» What this task involves
Lines in the records below that contain the word "overcast" must each be copied.

» Available data
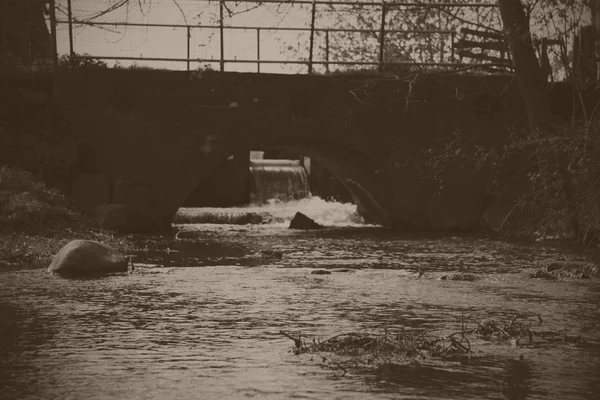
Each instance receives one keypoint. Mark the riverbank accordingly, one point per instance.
(35, 222)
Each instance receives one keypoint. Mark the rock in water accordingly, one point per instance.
(301, 221)
(87, 257)
(122, 218)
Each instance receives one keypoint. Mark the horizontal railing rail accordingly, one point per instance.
(380, 33)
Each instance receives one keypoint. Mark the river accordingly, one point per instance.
(207, 324)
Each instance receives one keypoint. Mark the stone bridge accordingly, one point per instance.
(150, 137)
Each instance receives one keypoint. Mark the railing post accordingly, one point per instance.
(452, 47)
(258, 49)
(188, 48)
(53, 36)
(382, 36)
(440, 35)
(70, 17)
(312, 36)
(327, 50)
(222, 61)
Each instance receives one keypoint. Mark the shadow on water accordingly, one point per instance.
(213, 322)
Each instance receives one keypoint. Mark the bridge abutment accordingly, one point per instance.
(167, 131)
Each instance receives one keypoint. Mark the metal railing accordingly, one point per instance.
(380, 33)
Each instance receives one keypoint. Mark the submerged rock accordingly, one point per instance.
(458, 277)
(301, 221)
(568, 269)
(320, 272)
(87, 257)
(270, 254)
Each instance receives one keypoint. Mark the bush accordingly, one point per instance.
(561, 166)
(26, 202)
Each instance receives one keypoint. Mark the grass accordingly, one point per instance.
(36, 221)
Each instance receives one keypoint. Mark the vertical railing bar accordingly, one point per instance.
(440, 35)
(452, 46)
(71, 47)
(222, 62)
(258, 49)
(382, 35)
(327, 51)
(30, 45)
(53, 36)
(189, 34)
(312, 36)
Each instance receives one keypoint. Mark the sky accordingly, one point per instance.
(172, 43)
(168, 42)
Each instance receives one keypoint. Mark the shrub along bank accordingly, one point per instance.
(36, 221)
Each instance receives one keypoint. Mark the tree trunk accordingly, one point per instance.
(529, 74)
(24, 36)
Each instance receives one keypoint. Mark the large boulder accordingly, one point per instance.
(301, 221)
(87, 257)
(122, 218)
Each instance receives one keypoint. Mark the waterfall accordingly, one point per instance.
(282, 180)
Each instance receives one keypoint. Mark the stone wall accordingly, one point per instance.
(168, 130)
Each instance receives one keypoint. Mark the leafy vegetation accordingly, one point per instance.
(36, 221)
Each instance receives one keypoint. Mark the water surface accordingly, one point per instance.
(207, 325)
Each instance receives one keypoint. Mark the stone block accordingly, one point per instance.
(90, 190)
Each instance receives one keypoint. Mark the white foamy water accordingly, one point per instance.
(327, 213)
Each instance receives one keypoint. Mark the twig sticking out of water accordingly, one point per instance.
(400, 345)
(513, 330)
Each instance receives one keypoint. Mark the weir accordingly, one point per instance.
(281, 180)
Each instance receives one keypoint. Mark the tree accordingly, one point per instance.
(528, 71)
(24, 37)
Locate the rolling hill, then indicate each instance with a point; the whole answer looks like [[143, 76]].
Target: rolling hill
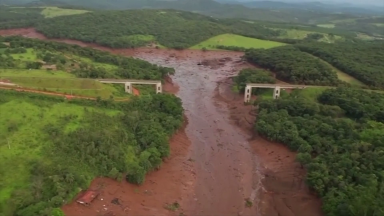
[[207, 7]]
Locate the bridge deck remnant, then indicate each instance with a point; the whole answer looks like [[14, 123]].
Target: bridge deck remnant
[[128, 83], [277, 88]]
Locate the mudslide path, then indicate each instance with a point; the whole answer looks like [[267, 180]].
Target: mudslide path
[[226, 168], [213, 168]]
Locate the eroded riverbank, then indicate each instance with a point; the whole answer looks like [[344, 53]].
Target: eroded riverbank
[[220, 169]]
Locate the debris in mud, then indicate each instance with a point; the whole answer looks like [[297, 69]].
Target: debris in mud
[[248, 203], [88, 197], [215, 63], [172, 207], [116, 201]]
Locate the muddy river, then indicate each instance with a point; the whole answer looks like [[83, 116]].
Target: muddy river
[[216, 164]]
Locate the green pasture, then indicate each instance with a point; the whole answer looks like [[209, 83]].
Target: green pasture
[[343, 76], [22, 140], [62, 82], [301, 34], [329, 25], [236, 40], [50, 12], [30, 55]]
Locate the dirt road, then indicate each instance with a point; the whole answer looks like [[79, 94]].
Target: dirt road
[[222, 168]]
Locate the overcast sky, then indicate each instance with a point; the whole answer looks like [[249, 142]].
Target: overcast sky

» Result below
Locate the overcast sky, then indicate each instance with a point; the whole answer looks like [[249, 142]].
Target: overcast sky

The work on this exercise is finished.